** What you need to do **
Count the lines in the records below that contain the string "blue", treating case as significant, and give only the number.

Part of a data file:

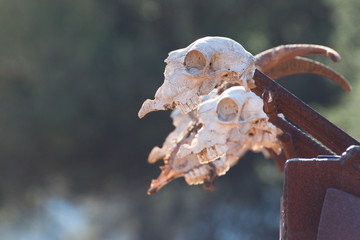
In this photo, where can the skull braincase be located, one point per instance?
(231, 121)
(197, 69)
(248, 129)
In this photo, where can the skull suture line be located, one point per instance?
(197, 69)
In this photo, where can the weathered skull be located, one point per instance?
(229, 120)
(248, 129)
(197, 69)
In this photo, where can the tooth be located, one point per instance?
(197, 172)
(220, 148)
(202, 170)
(211, 153)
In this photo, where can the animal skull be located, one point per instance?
(250, 131)
(233, 116)
(197, 69)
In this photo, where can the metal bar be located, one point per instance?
(304, 116)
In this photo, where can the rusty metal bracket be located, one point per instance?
(303, 116)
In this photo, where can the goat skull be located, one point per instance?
(197, 69)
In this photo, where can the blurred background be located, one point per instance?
(73, 153)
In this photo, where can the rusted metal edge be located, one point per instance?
(304, 116)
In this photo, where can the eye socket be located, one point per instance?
(227, 109)
(194, 61)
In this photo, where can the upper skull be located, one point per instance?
(196, 70)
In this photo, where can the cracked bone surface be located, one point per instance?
(236, 116)
(197, 69)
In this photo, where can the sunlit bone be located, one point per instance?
(256, 136)
(228, 117)
(196, 70)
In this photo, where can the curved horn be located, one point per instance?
(273, 56)
(303, 65)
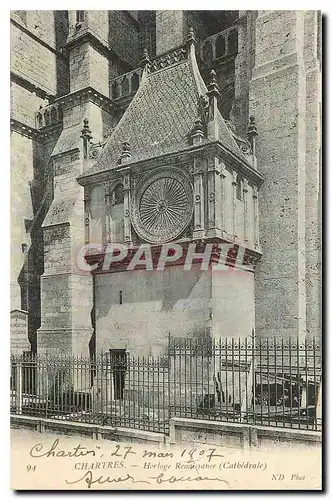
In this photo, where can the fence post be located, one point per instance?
(19, 387)
(253, 377)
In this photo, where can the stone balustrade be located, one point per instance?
(49, 116)
(126, 84)
(220, 45)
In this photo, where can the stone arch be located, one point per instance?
(47, 119)
(39, 120)
(239, 187)
(54, 115)
(220, 46)
(232, 42)
(134, 82)
(207, 52)
(125, 86)
(117, 194)
(115, 90)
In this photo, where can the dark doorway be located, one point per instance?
(119, 368)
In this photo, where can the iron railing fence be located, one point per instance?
(266, 381)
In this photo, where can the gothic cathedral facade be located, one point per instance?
(151, 128)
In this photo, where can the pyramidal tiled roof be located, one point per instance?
(161, 117)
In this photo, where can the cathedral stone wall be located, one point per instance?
(123, 37)
(174, 302)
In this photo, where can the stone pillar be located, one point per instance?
(213, 198)
(170, 30)
(198, 199)
(126, 206)
(67, 290)
(245, 210)
(234, 203)
(222, 195)
(244, 63)
(278, 102)
(312, 171)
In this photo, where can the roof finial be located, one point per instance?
(197, 133)
(252, 133)
(191, 36)
(213, 88)
(126, 154)
(145, 60)
(86, 136)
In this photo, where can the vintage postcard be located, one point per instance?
(165, 250)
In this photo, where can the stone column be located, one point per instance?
(213, 198)
(245, 210)
(222, 195)
(256, 217)
(278, 102)
(234, 204)
(313, 219)
(67, 290)
(198, 199)
(126, 206)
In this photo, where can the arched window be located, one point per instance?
(134, 82)
(117, 215)
(39, 120)
(125, 86)
(115, 90)
(53, 115)
(97, 214)
(207, 53)
(117, 195)
(47, 117)
(79, 16)
(220, 46)
(232, 42)
(239, 187)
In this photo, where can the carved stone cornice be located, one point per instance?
(32, 133)
(87, 94)
(27, 84)
(25, 130)
(174, 56)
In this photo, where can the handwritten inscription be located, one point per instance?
(90, 480)
(124, 465)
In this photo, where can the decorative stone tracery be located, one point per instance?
(162, 205)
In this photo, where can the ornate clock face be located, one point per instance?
(162, 205)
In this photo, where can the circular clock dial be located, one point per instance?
(163, 206)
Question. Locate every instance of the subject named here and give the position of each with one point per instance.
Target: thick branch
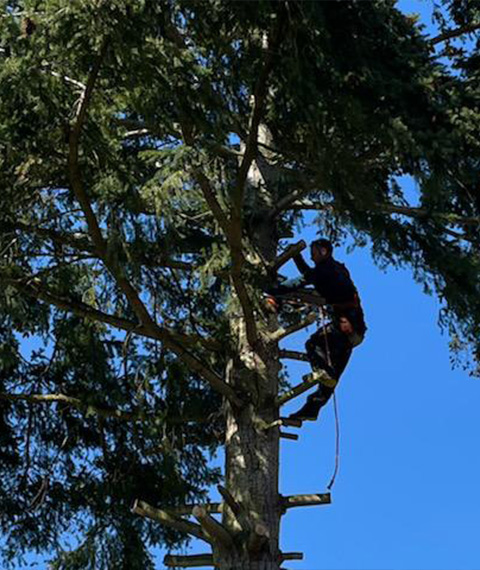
(101, 246)
(286, 435)
(450, 34)
(145, 510)
(259, 96)
(191, 561)
(294, 355)
(236, 508)
(172, 340)
(291, 556)
(308, 381)
(33, 288)
(410, 211)
(284, 332)
(237, 257)
(188, 509)
(81, 195)
(291, 251)
(76, 403)
(213, 528)
(305, 500)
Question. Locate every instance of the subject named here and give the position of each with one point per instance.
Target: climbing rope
(335, 407)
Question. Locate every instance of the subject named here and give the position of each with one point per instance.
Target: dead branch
(145, 510)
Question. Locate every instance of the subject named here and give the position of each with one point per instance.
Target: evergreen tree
(154, 158)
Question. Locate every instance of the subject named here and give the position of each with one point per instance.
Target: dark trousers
(328, 350)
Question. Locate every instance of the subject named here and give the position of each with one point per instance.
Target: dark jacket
(333, 282)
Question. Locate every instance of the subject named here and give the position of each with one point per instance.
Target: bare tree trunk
(252, 443)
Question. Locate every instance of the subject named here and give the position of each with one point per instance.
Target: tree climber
(330, 347)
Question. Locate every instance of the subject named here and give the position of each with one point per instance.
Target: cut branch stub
(145, 510)
(214, 529)
(192, 561)
(290, 251)
(286, 435)
(258, 537)
(187, 509)
(291, 556)
(291, 422)
(305, 500)
(309, 380)
(282, 333)
(294, 355)
(236, 508)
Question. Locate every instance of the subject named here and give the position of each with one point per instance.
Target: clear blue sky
(407, 496)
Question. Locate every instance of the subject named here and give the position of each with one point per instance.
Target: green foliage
(357, 96)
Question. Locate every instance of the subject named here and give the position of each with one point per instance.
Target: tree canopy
(130, 224)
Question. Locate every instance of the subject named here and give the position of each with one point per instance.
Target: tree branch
(145, 510)
(188, 561)
(450, 34)
(237, 257)
(81, 195)
(293, 355)
(213, 528)
(309, 380)
(281, 333)
(76, 403)
(291, 251)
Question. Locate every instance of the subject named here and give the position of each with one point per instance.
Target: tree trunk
(251, 446)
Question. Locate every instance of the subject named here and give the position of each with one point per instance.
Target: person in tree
(330, 347)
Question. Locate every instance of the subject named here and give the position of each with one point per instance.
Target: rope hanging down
(335, 407)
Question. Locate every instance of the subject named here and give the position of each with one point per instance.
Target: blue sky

** Reply **
2